■ Énoncé du problème a
Déterminez combien de lignes des enregistrements contiennent le mot « drawer », en tenant compte de la casse. Indiquez uniquement ce nombre.

■ Extrait du document
+ + + + + + +

Enfin, notre taux de marge, hors CAC 40, est inférieur d'un tiers non seulement à celui de l'Allemagne, mais aussi de l'Italie, du Royaume Uni, des États-Unis, du Canada, et bientôt de l'Espagne. Depuis dix-huit mois, des trois grands pays du Sud que sont l'Italie, l'Espagne et la France, seule cette dernière n'a pas regagné pas de parts de marché à l'exportation. En Espagne, le coût du travail a tellement diminué que les constructeurs automobiles s'y implantent, comme Ford qui y a délocalisé son usine belge, ou Renault qui y a beaucoup investi. À activité équivalente et dans le même système de production, un salarié « chargé » coûte à Renault 30 000 euros en Espagne contre 50 000 euros en France. L'écart est colossal ! Notre manque de compétitivité est devenu une question stratégique et existentielle.

Or, souvenez-vous, en 1997-1998, c'était l'Allemagne qui, en grande difficulté, s'inquiétait pour son avenir et enviait la France qui, elle, bénéficiait alors d'excédents extérieurs et d'un bilan démographique positif, et dont les entreprises gagnaient de l'argent. Mais nous avons tout démoli en une petite quinzaine d'années.

Que s'est-il passé ? Quelles décisions la France a-t-elle, ou n'a-t-elle pas, prises pour être aux abois quatorze ans plus tard ? À partir de 1993, face aux difficultés économiques de leur pays, les Allemands élaborent le Standard Deutschland, se donnent pour objectif de redevenir un site industriel compétitif et, à cette fin, mettent en oeuvre une politique coordonnée entre employeurs, employés et État. À l'époque, tout le monde chez nous explique que les Allemands n'ont rien compris, que l'on est entré dans une ère postindustrielle et post-travail, qu'ils sont par conséquent en retard d'une guerre et qu'ils se feront écraser.

Les Français, qui vont bien, se convainquent collectivement – la gauche comme la droite, et avec le soutien du monde intellectuel – que le monde est entré dans l'ère post-industrielle, post-travail. En 1996, le livre de Jeremy Rifkin intitulé La Fin du travail est traduit en français et il se vend mieux chez nous nous qu'aux Etats-Unis. La France est aussi le seul pays à mettre en oeuvre la mesure qu'il préconise. L'auteur est d'ailleurs revenu à la charge avec la troisième révolution industrielle et l'énergie, vendant à très haut prix des services dont je vous conseille vivement de faire l'économie ! Nous définissons donc une stratégie d'accélération de notre entrée dans cette nouvelle ère – stratégie dont les 35 heures ne sont pas la cause mais l'effet. Supérieure à 70 % dans l'économie française et d'environ 80 % dans les principaux pays développés, la part des services dans notre économie conforte encore cette vision.

+ + + + + + +

■ Données fournies
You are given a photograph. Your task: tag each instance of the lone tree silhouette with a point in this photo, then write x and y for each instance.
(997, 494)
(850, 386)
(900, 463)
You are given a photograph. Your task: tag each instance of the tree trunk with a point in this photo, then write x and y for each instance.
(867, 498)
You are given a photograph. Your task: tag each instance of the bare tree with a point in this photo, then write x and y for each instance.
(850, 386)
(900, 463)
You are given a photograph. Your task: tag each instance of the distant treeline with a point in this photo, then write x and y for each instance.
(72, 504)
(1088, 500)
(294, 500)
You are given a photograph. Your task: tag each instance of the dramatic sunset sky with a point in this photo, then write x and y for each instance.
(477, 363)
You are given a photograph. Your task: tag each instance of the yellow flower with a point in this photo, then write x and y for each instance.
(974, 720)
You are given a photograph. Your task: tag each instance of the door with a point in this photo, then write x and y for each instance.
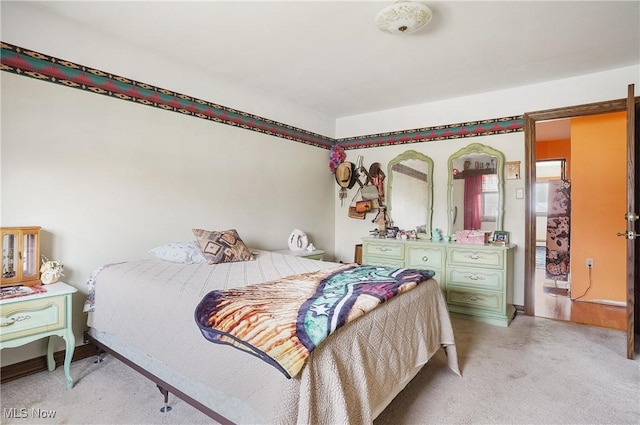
(633, 200)
(632, 232)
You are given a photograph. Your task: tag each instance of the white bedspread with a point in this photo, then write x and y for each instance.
(144, 310)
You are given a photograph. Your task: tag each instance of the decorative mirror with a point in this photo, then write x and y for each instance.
(410, 191)
(476, 189)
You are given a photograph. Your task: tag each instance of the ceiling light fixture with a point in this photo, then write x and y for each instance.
(403, 17)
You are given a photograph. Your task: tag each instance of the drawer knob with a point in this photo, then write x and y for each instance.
(8, 323)
(14, 320)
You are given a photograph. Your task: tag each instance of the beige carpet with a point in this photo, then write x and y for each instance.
(537, 371)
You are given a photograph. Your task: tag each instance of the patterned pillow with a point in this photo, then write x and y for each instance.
(179, 252)
(222, 247)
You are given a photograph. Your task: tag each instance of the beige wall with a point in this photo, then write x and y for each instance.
(108, 180)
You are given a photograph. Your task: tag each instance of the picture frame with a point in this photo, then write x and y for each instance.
(512, 170)
(500, 237)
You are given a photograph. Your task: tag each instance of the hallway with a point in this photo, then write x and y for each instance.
(560, 307)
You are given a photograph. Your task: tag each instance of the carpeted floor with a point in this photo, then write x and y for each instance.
(536, 371)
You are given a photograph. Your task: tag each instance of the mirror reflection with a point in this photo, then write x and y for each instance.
(410, 191)
(476, 189)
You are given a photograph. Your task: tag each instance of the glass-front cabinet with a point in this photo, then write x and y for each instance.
(20, 256)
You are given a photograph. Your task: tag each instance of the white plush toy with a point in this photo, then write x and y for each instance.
(50, 272)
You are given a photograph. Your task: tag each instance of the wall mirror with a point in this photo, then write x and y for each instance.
(476, 189)
(410, 191)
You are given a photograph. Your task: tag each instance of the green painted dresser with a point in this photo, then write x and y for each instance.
(477, 279)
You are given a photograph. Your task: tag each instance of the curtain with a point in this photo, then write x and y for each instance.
(472, 202)
(558, 230)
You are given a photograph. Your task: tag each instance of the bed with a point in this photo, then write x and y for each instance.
(142, 311)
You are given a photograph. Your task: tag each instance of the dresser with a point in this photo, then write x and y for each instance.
(477, 280)
(28, 318)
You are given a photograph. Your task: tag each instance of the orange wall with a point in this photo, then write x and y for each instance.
(555, 149)
(598, 203)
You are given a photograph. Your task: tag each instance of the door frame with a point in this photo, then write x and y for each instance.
(530, 119)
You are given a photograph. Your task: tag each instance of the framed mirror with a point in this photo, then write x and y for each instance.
(476, 189)
(410, 191)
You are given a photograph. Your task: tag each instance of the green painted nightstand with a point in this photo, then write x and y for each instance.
(318, 254)
(31, 317)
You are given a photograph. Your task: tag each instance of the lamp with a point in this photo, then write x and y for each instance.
(403, 17)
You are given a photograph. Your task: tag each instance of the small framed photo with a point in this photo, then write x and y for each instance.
(512, 170)
(501, 237)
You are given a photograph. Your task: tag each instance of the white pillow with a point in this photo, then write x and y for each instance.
(179, 252)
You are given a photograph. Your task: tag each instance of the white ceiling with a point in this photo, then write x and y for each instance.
(329, 56)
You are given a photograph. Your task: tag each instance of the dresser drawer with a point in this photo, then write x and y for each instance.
(389, 250)
(476, 299)
(476, 257)
(32, 317)
(382, 261)
(424, 258)
(491, 279)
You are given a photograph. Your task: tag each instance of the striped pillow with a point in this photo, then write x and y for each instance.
(222, 246)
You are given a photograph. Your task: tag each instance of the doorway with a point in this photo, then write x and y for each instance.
(559, 251)
(562, 308)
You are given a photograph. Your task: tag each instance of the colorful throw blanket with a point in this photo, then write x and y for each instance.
(282, 321)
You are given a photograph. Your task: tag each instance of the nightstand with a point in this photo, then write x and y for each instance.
(318, 254)
(42, 315)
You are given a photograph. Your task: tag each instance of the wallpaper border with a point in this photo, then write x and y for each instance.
(36, 65)
(17, 60)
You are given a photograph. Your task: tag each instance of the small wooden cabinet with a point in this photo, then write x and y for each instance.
(31, 317)
(477, 279)
(20, 256)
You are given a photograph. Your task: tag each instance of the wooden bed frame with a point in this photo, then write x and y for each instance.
(164, 387)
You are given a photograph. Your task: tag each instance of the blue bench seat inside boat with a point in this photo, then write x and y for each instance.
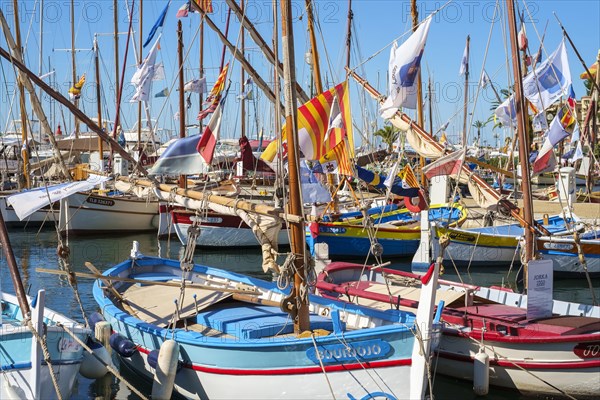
(255, 321)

+ + + + + + +

■ Énoncé du problème b
Rédigez la suite de l'extrait sur la perte de compétitivité de la France, à partir de sa dernière phrase.

■ Résultat de l'exercice a
2

■ Résultat de l'exercice b
Dès lors, et pendant quatorze ans, nous qui avions une grande tradition industrielle avons laissé chuter notre industrie. Nous n'avons plus traité les fermetures d'usines que sous l'angle social et non plus stratégique, d'aucuns les considérant même comme un moyen de prendre de l'avance sur les Allemands ! Cela ne signifie pas non plus qu'aucune mesure de politique industrielle n'a été prise. Les gouvernements s'inquiètent à partir de 2005 – Christian Blanc publie un rapport sur le sujet, on crée les pôles de compétitivité, on aménage le crédit d'impôt recherche, on réforme les universités – mais l'on considère qu'il ne s'agit que d'un sujet technique et annexe, intéressant les économistes, les industriels et les spécialistes de la compétitivité, mais non pas d'un problème stratégique et vital.

C'est en comprenant comment la France s'est elle-même convaincue de son entrée dans le monde post-industriel post-travail que nous pourrons nous en sortir. Nous daterons sans doute du rapport Gallois le changement de cap, mais nous n'en sommes qu'au tout début. Or il est très important que les chiffres que j'ai cités et qui figurent dans le rapport Gallois deviennent la doxa parce que c'est dans les dix-huit mois qu'il faut réagir. Nous n'en aurons plus forcément les moyens dans cinq ans.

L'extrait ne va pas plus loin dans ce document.